### VORGEGEBENER TEXT
Dazu sollten einige grundlegende Voraussetzungen und Bedingungen erfüllt werden, die zum Ende angedeutet werden sollen: -Es bedarf zunächst einer genauen völkerrechtlichen Fixierung der Rechte und des Schutzes von Minderheiten im Rahmen der regionalen Völkergemeinschaft, wie sie jüngst in dem Rahmenübereinkommen des Europarates erfolgt ist. Dieses muß für alle europäischen Staaten verbindlich anerkannt und in deren Gesetzgebung integriert werden.

### AUSGEWÄHLTE DATENSÄTZE

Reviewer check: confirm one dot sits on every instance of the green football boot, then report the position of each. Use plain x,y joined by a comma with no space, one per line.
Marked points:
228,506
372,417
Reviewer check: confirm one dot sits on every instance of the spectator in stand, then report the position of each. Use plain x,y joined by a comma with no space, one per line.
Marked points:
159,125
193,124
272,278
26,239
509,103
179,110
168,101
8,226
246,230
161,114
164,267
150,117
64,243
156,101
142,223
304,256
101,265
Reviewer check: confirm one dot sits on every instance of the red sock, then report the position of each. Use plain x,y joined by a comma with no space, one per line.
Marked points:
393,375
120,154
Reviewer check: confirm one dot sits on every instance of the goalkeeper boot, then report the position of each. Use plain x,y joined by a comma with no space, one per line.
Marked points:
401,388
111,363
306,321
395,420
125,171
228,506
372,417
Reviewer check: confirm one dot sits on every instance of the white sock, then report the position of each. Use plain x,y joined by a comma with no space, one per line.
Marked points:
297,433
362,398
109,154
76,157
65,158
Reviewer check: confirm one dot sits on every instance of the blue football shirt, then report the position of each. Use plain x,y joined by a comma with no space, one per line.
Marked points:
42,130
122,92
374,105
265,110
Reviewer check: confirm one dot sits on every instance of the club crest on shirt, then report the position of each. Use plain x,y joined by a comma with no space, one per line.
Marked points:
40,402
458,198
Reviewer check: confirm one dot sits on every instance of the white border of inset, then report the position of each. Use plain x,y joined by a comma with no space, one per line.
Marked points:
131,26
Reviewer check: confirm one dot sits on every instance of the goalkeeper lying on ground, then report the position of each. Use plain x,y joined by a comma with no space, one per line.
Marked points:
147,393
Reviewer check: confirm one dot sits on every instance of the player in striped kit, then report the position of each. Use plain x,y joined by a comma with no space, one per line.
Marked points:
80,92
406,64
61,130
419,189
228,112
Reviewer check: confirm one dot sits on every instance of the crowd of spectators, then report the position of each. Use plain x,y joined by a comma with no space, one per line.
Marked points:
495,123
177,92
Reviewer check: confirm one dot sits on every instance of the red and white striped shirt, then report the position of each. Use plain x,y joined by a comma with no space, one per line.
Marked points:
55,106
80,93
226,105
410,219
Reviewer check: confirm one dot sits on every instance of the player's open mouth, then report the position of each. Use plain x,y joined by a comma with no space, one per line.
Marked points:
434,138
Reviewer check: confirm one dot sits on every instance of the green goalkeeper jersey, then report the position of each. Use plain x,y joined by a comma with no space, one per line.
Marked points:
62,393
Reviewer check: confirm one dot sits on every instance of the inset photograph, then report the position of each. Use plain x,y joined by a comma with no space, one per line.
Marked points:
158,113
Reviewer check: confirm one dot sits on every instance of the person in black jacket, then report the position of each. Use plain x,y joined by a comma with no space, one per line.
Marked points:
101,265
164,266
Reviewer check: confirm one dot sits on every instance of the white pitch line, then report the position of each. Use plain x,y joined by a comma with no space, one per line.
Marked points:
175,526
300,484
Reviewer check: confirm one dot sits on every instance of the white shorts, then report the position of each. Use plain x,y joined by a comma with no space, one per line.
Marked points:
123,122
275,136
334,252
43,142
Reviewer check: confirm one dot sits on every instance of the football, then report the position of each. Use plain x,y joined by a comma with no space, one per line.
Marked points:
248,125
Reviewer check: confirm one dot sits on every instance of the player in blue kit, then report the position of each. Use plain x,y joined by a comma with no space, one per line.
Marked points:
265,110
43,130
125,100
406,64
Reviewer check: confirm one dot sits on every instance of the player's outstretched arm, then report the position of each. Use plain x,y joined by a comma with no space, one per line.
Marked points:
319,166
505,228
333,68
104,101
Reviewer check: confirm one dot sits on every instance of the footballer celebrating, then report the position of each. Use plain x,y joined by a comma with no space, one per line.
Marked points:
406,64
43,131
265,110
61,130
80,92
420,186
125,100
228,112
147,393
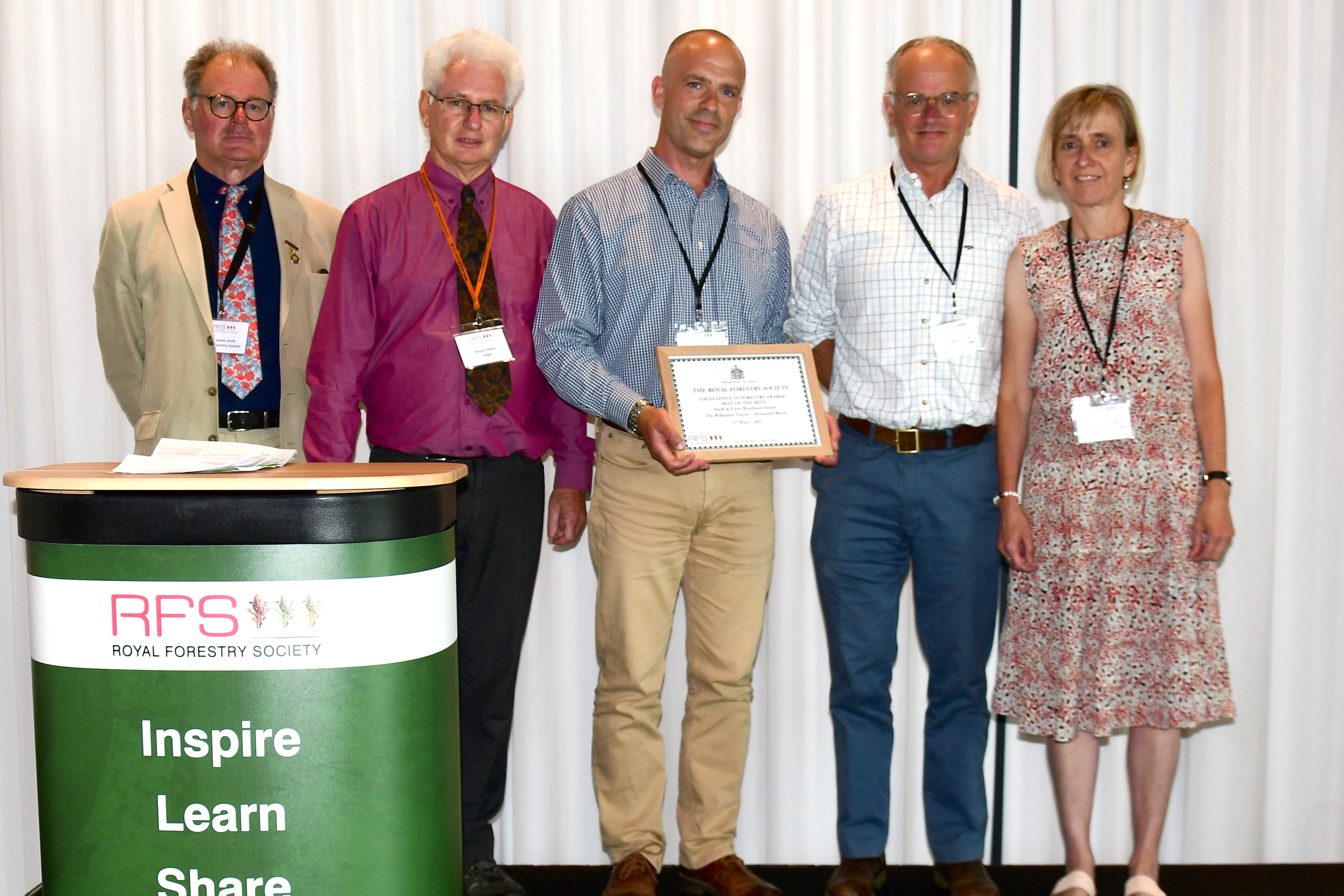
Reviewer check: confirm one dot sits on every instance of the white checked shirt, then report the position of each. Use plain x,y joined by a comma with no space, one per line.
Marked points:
866,280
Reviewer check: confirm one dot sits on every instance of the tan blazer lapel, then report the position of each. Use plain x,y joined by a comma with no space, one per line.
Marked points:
186,240
291,224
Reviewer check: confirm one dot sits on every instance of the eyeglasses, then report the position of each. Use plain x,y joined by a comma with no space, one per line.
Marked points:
226,107
949,105
462,108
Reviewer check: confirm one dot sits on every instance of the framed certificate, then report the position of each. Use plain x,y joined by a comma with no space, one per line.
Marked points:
745,402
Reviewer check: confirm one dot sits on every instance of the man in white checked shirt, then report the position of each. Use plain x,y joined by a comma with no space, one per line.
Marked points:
900,289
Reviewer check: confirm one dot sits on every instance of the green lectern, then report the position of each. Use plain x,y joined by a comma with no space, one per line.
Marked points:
245,684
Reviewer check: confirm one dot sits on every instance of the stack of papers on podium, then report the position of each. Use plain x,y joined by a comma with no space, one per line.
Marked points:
185,456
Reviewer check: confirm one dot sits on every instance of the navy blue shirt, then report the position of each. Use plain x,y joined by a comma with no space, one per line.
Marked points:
265,257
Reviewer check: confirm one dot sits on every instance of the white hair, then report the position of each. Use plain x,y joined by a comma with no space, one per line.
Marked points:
478,48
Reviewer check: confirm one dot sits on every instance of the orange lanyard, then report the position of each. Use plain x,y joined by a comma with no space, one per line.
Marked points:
472,289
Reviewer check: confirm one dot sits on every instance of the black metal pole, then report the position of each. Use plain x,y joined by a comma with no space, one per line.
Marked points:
996,841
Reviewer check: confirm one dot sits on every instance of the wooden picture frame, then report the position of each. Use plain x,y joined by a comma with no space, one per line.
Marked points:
736,354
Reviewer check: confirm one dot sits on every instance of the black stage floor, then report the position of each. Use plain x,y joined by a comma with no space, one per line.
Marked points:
1015,881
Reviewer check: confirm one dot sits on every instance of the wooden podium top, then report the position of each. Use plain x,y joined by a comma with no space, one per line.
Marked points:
292,477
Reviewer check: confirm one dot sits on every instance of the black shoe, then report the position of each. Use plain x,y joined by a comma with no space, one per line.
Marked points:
484,878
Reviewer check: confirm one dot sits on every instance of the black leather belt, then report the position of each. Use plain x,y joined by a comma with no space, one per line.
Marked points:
240,421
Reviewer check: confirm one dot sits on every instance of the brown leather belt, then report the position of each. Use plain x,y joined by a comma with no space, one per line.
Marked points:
916,441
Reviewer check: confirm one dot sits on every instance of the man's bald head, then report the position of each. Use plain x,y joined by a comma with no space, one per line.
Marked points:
698,96
693,42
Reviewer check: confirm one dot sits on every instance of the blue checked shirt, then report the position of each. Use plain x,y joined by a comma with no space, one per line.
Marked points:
616,285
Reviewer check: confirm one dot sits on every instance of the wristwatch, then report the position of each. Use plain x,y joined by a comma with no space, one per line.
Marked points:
634,417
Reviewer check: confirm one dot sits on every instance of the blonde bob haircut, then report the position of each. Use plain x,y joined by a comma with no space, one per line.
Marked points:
1072,111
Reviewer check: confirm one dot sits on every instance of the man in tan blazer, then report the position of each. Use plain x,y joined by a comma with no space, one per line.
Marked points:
168,252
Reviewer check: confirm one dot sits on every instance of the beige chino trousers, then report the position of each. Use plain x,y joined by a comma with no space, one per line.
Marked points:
712,534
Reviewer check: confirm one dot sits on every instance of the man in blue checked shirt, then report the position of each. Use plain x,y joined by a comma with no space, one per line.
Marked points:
666,253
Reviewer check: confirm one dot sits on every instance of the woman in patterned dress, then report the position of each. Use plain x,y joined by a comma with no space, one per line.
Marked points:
1112,606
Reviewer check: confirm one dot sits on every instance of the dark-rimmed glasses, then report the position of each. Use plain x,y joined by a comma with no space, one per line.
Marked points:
462,108
225,107
949,105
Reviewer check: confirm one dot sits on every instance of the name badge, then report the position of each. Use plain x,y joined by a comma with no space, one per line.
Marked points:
1101,418
480,347
956,338
703,334
230,336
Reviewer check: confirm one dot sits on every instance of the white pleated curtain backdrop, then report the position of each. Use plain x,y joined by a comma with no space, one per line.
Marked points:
1244,109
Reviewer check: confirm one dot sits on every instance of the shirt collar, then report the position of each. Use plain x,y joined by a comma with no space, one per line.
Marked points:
210,186
909,179
449,187
660,174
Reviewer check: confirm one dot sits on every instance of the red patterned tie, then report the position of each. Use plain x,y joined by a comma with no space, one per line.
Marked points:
240,373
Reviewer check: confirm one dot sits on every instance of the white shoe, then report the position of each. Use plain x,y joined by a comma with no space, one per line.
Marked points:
1080,881
1143,886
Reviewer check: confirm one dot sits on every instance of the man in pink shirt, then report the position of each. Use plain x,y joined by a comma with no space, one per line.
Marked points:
425,346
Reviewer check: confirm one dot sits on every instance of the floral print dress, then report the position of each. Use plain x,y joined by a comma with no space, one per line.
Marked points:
1117,628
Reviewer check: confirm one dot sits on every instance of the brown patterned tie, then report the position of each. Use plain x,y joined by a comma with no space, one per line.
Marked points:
490,385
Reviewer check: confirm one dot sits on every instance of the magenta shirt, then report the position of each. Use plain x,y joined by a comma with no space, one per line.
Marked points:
385,334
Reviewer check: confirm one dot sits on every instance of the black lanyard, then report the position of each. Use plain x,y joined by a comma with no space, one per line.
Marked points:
961,236
208,246
695,284
1115,306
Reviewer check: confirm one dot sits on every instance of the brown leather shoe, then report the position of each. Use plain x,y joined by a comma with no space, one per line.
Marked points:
725,878
858,878
634,876
966,879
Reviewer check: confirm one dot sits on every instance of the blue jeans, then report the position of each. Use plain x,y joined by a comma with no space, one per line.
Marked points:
877,514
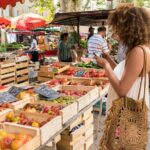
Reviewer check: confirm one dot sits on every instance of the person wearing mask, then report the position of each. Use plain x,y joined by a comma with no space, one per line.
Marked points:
91,32
121,54
34,49
97,43
64,52
129,78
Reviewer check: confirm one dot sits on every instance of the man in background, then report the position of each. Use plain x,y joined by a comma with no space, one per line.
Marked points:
91,32
97,43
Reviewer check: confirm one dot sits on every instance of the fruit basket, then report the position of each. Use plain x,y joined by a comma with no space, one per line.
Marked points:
17,137
84,94
82,73
40,122
68,104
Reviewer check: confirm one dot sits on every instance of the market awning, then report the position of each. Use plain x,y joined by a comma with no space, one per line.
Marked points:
30,23
4,21
4,3
81,18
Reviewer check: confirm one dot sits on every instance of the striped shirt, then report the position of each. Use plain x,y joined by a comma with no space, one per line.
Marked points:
97,44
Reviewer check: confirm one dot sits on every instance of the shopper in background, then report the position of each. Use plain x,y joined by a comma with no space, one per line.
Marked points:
34,43
132,25
34,49
121,54
91,32
97,43
64,52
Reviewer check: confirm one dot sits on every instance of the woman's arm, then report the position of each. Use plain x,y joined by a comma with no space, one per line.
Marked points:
110,60
131,72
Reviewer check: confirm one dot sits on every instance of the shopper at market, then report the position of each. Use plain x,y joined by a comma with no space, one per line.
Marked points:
91,32
64,52
121,49
97,43
132,24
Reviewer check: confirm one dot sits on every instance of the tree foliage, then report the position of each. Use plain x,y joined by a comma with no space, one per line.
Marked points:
46,6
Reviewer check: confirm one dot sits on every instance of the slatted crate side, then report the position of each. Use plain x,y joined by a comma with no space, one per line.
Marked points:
53,126
89,132
22,72
43,79
7,81
22,65
6,65
22,78
74,135
87,113
89,142
66,113
17,129
7,70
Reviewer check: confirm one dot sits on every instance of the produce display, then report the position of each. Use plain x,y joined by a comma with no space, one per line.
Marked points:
84,73
56,82
23,119
12,141
72,93
39,108
64,100
88,65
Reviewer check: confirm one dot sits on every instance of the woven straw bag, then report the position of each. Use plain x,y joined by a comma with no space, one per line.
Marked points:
126,125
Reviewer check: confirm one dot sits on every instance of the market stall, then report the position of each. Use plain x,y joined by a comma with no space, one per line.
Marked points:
48,107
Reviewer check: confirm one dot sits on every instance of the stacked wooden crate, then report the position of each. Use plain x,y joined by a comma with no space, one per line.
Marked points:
48,72
79,135
22,71
7,73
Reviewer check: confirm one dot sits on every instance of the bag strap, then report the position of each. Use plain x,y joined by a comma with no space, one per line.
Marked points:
143,76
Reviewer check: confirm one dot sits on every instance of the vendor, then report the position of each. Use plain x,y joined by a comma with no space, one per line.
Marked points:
64,52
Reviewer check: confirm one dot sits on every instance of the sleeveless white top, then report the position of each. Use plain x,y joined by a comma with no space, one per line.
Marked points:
133,92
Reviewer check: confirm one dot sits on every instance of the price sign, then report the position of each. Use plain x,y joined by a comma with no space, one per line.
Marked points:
6,97
79,73
14,90
45,91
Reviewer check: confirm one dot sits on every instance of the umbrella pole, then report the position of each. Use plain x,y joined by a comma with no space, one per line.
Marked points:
78,30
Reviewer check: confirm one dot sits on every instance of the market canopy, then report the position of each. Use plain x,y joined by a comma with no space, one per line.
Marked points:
4,21
4,3
81,18
28,21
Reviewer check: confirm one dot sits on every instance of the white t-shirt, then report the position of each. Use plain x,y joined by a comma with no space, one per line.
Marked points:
97,44
34,44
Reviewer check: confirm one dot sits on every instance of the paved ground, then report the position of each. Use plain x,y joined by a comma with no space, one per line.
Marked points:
100,132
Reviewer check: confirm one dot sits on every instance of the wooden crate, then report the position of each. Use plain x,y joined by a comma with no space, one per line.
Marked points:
51,71
7,73
17,129
89,142
74,135
70,145
87,123
66,113
85,100
52,126
87,113
89,132
43,79
22,72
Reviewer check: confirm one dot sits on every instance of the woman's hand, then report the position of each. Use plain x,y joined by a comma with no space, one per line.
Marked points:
101,61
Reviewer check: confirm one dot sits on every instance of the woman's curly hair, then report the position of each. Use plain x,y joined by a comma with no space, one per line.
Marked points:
132,24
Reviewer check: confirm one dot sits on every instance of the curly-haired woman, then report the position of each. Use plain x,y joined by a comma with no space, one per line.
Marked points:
132,25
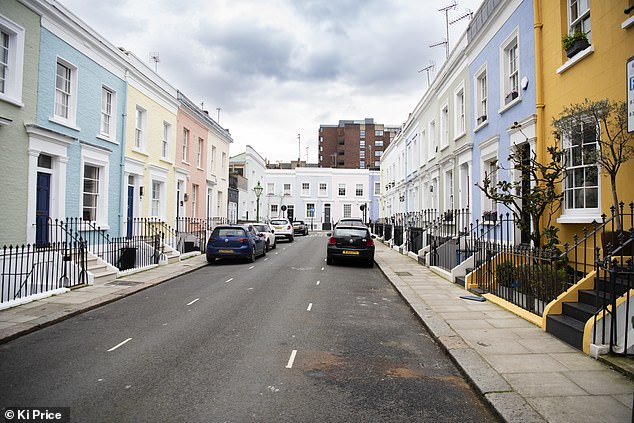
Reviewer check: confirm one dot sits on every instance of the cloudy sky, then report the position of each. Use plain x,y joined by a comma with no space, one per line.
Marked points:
279,68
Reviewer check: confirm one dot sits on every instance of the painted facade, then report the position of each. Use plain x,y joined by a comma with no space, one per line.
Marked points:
596,73
18,100
502,93
150,134
76,144
320,196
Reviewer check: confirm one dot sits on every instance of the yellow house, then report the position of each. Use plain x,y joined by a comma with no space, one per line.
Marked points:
150,137
596,71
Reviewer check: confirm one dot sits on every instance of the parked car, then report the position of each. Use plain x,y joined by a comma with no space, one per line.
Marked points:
350,243
283,228
235,241
268,233
351,221
299,227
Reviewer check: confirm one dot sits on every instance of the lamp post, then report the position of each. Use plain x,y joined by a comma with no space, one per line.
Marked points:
258,191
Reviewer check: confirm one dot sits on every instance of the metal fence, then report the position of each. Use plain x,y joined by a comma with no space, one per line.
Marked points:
29,270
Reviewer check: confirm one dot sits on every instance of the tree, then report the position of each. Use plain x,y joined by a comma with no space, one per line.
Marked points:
615,145
535,194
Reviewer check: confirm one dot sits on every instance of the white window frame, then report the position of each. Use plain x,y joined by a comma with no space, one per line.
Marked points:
444,126
165,140
460,127
510,70
185,145
570,182
13,72
140,126
488,155
69,92
347,210
481,97
96,157
579,17
199,157
108,116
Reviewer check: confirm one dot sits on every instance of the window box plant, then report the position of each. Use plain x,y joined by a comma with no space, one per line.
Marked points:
574,43
490,216
510,96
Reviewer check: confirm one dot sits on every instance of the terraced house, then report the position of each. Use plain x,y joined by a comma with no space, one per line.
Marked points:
514,201
108,166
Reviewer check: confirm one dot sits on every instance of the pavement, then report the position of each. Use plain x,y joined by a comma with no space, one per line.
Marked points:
522,372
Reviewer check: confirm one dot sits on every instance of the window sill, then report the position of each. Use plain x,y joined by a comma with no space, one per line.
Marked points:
142,152
580,218
67,124
11,100
107,139
482,125
576,59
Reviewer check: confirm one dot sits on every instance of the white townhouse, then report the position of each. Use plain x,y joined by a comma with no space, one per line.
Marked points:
428,164
321,196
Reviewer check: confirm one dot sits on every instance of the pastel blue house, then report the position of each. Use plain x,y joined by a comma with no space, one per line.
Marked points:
502,94
76,146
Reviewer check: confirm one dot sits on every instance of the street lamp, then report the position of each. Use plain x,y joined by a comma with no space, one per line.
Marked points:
258,191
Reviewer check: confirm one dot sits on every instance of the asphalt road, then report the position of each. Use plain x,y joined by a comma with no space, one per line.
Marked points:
285,339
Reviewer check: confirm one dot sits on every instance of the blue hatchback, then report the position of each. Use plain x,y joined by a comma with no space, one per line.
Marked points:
235,241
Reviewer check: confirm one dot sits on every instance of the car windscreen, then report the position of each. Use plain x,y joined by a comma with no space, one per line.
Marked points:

### ARBEITSANWEISUNGEN
1) Filtern Sie bitte aus den Datensätzen jede Zeile heraus, die die Zeichenfolge „mask“ enthält, und übernehmen Sie diese Zeilen unverändert. Groß- und Kleinschreibung ist dabei zu beachten.
2) Führen Sie den Text über den völkerrechtlichen Schutz von Minderheiten im Anschluss an seinen letzten Satz fort.

### LÖSUNGEN DER AUFGABEN
1)
Reviewer check: confirm one dot sits on every instance of the person wearing mask, then report the position of each. Use plain x,y joined by a comma with no space, one per line.

2)
-Es darf keine Aktivitäten zur Destabilisierung der Staaten durch einseitige Einmischungen der sogenannten Mutterländer geben. Der Begriff der Volksgruppen könnte dabei zur Durchsetzung von Grenzrevisionen und territorialen Umschichtungen benutzt werden. Bereits die gezielte politische, kulturelle und vor allem ökonomische Unterstützung nationaler Minderheiten durch die „Mutterländer“ (z. B. die massive materielle Unterstützung deutschsprachiger Minderheiten in den osteuropäischen Ländern durch die Bundesrepublik) gefährdet die Gleichberechtigung, stört die Balance zwischen den unterschiedlichen Bevölkerungsgruppen und kann die Integration dieser „Inseln des Wohlstandes“ in eine ärmere Umgebung behindern.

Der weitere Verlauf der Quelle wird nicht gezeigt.